TO DO:
(a) Copy the passage on Peter's vision word for word, from "12 and in it" up to and including "into the sky.".
(b) Answer these questions from the passage on Peter's vision:
(i) About what hour did Peter go up on the housetop to pray?
(ii) How many times did this happen before the object was taken up into the sky?
(iii) What Greek word do the notes give for the great sheet?

TEXT EXCERPT:
9 On the next day, as they were on their way and approaching the city, Peter went up on the housetop about the sixth hour to pray.

10 But he became hungry and was desiring to eat; but while they were making preparations, he fell into a trance;

11 and he saw the sky opened up, and an object like a great sheet coming down, lowered by four corners to the ground,

12 and in it were all kinds of four-footed animals and crawling creatures of the earth and birds of the sky.

13 A voice came to him, “Get up, Peter, kill and eat!”

14 But Peter said, “By no means, Lord, for I have never eaten anything unholy and unclean.”

15 Again a voice came to him a second time, “What God has cleansed, no longer consider unholy.”

16 This happened three times, and immediately the object was taken up into the sky.

Translator’s Notes — vv. 9–16:
v.9: The housetop (flat roof) was a common place for prayer in Jewish practice, offering privacy and open air. The sixth hour is noon. Peter is praying while Cornelius’s messengers are en route. God is coordinating two separate narratives that will converge: one in Caesarea, one in Joppa, both timed to intersect.
ἔκστασις (ekstasis) — v.10: “Trance” — ἔκστασις (ekstasis, from which we get “ecstasy”) means a displacement of the mind, a state in which normal consciousness is suspended and the person becomes receptive to divine revelation. It is not a dream (Peter is awake) but a visionary state. Luke notes the mundane trigger: Peter is hungry, and the household is preparing food. God uses his physical hunger to frame a vision about what is and isn’t permitted to eat — which is really about who is and isn’t permitted to belong.
vv.11–12: The vision’s imagery is deliberately comprehensive. A great sheet (οθόνη, othonē, a linen cloth) descends from heaven containing “all kinds” of animals — four-footed animals, crawling creatures, and birds. The catalog echoes the classification system of Genesis 1 and Leviticus 11. Both clean and unclean animals are present, mixed together. The sheet comes from heaven — God is the source of this mixture. The boundaries between clean and unclean that the Law established are being presented as dissolved in a single container lowered from the sky.
μηδαμῶς, κύριε (mēdamōs, kyrie) — v.14: “By no means, Lord” — Peter’s refusal is emphatic and instinctive. Μηδαμῶς (mēdamōs) is a strong negative: “Absolutely not!” “Never!” Peter has kept kosher his entire life. The food laws were not a minor regulation; they were a central marker of Jewish identity, a daily practice that separated Israel from the nations. Every meal was a declaration of belonging. Peter has never — not once — eaten anything unclean. The fact that he says this to God (κύριε, kyrie, “Lord”) reveals the depth of the conflict: he is simultaneously submissive to God (“Lord”) and defiant of God’s command (“By no means”). His identity is colliding with his obedience.

Image point grounding data:
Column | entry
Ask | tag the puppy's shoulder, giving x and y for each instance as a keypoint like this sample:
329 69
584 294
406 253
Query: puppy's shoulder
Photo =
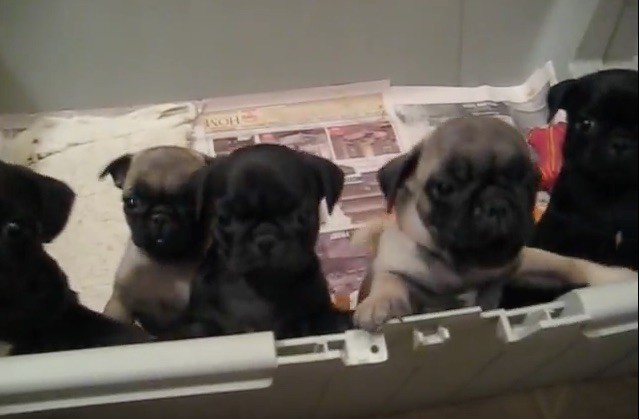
398 253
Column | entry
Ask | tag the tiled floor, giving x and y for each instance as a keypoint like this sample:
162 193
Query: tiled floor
610 399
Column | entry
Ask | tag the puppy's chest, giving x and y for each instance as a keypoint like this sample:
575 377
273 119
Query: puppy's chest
162 291
244 310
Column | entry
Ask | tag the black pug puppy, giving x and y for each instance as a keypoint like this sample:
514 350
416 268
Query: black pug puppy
263 274
38 310
592 213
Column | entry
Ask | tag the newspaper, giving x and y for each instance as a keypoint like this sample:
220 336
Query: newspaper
359 126
361 132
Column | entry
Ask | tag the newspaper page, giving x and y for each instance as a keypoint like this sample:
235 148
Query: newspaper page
361 132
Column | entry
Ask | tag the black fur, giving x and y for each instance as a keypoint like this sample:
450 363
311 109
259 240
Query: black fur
262 272
38 310
594 201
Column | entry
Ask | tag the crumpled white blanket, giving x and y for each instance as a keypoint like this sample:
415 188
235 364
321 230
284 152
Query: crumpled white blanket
75 149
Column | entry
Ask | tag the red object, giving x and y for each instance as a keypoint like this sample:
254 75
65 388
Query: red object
548 143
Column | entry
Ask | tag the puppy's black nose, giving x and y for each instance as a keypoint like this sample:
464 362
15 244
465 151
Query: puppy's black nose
12 231
160 220
265 243
494 209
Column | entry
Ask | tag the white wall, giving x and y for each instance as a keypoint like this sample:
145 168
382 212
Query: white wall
57 54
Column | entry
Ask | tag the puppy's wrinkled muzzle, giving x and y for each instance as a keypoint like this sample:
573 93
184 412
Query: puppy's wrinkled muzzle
161 225
493 214
265 238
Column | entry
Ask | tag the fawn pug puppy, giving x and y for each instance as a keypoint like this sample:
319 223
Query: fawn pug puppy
463 211
38 310
168 237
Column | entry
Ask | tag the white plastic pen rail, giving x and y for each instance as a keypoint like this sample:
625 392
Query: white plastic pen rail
136 372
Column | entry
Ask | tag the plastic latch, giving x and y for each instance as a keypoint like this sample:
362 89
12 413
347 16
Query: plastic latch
364 348
435 336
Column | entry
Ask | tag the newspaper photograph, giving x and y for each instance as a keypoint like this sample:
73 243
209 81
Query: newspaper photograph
359 126
360 133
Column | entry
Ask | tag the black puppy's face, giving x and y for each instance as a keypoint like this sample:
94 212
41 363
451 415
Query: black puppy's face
33 210
159 200
266 209
468 191
601 140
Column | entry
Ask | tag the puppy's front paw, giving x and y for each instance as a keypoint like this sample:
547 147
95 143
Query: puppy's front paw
376 310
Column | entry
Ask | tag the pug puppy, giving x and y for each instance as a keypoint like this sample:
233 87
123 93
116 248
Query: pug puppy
592 212
263 273
463 210
38 310
168 238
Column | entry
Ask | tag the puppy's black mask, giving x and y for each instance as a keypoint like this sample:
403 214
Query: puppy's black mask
481 212
265 203
162 220
477 202
33 210
601 140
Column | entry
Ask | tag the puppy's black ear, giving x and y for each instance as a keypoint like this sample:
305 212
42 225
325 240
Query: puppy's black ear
330 179
118 169
207 182
392 175
56 201
559 97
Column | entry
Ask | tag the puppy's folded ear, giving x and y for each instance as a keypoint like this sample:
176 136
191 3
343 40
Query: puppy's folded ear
392 175
118 169
559 97
56 201
330 179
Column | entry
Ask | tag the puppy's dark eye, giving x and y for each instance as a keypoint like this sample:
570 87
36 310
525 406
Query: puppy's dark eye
585 125
441 188
223 220
301 218
131 202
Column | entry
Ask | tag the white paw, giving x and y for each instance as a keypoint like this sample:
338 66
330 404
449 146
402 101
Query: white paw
373 312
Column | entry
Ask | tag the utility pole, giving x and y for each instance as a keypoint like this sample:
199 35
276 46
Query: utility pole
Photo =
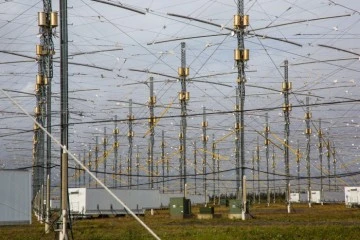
90 166
130 139
334 166
286 87
47 21
96 157
308 116
328 154
152 120
298 157
241 55
137 167
267 142
195 166
274 166
205 138
163 160
258 167
116 145
184 97
214 166
105 155
64 110
253 162
321 163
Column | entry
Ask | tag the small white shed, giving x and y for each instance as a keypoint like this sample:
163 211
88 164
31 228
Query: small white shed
352 196
15 197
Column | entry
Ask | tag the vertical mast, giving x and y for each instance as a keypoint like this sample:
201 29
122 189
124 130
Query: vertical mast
184 96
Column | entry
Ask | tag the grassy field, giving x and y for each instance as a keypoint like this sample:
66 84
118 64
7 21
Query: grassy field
319 222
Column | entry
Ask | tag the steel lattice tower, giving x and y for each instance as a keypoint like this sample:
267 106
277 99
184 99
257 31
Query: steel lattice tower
184 97
308 134
286 87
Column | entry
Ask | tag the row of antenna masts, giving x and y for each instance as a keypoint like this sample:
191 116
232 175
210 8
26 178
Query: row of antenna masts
48 21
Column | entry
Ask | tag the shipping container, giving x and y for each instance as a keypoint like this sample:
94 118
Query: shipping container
96 201
15 197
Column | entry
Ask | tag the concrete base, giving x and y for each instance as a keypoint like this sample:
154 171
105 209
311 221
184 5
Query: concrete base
235 216
205 216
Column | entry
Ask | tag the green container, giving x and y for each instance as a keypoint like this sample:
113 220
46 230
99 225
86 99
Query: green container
206 210
234 206
180 207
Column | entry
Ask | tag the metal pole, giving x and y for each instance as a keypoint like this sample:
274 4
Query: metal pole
130 139
152 102
286 87
204 125
308 134
321 163
184 96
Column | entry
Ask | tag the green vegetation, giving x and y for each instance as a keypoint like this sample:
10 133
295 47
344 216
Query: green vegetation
319 222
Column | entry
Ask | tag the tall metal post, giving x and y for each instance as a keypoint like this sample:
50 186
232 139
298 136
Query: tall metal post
116 145
137 167
152 102
298 157
286 87
105 155
258 168
184 97
163 159
130 139
321 163
274 166
253 162
214 166
334 166
308 135
267 142
205 138
47 21
96 158
241 55
328 154
64 107
195 167
90 166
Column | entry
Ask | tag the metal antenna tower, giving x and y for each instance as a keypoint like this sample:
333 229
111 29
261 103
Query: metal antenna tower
214 166
258 167
47 21
205 138
137 166
267 142
321 163
274 166
253 162
298 157
96 157
152 120
195 167
286 87
241 55
328 154
130 139
308 116
105 154
116 145
89 165
184 97
64 110
163 159
334 166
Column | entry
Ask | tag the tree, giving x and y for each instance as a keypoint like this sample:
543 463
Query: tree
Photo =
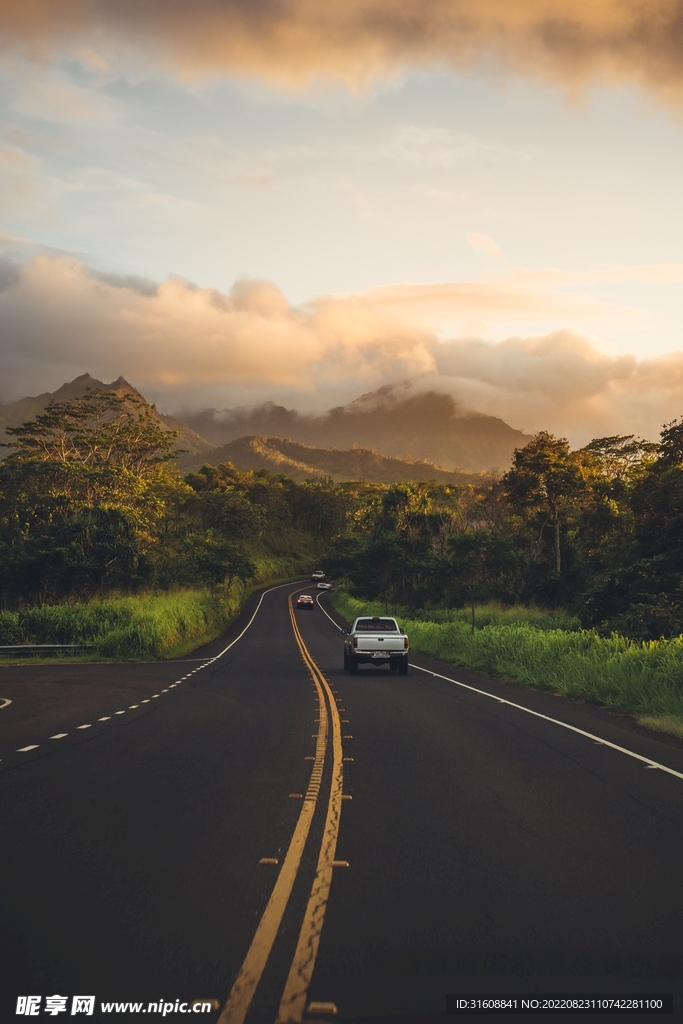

SOLUTIONS FOR EACH TASK:
(a)
12 and in it were all kinds of four-footed animals and crawling creatures of the earth and birds of the sky.

13 A voice came to him, “Get up, Peter, kill and eat!”

14 But Peter said, “By no means, Lord, for I have never eaten anything unholy and unclean.”

15 Again a voice came to him a second time, “What God has cleansed, no longer consider unholy.”

16 This happened three times, and immediately the object was taken up into the sky.

(b)
(i) About the sixth hour.
(ii) Three times.
(iii) οθόνη (othonē).